■ EXERCISE OBJECTIVE
From the first line of the records below, transcribe each line exactly up to and including the one with "positive clicks: (363, 393)"; pictures stay out.

-- DATA PROVIDED follows --

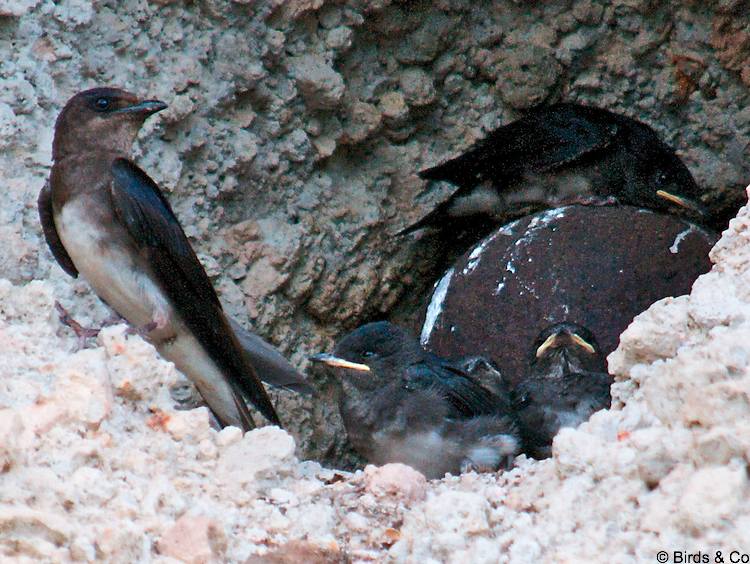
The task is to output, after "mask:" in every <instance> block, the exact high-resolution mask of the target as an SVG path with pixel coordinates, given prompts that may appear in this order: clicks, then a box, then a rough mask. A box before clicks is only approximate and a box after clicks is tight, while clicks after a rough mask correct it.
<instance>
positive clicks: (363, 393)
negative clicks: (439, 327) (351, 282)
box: [311, 322, 520, 478]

-- DATA PROVIDED concluded --

■ WRITTEN RESPONSE
The task is to output, after "mask:" in every <instance> block, the exact high-resolution mask of the target as an SVG path with pixel coordinates, given prompts that may appear in this order: clicks, then a box, then a rough mask. A box before clicks is only approximate and a box after clicks is tight, while clicks after a rough mask correct it.
<instance>
positive clicks: (363, 393)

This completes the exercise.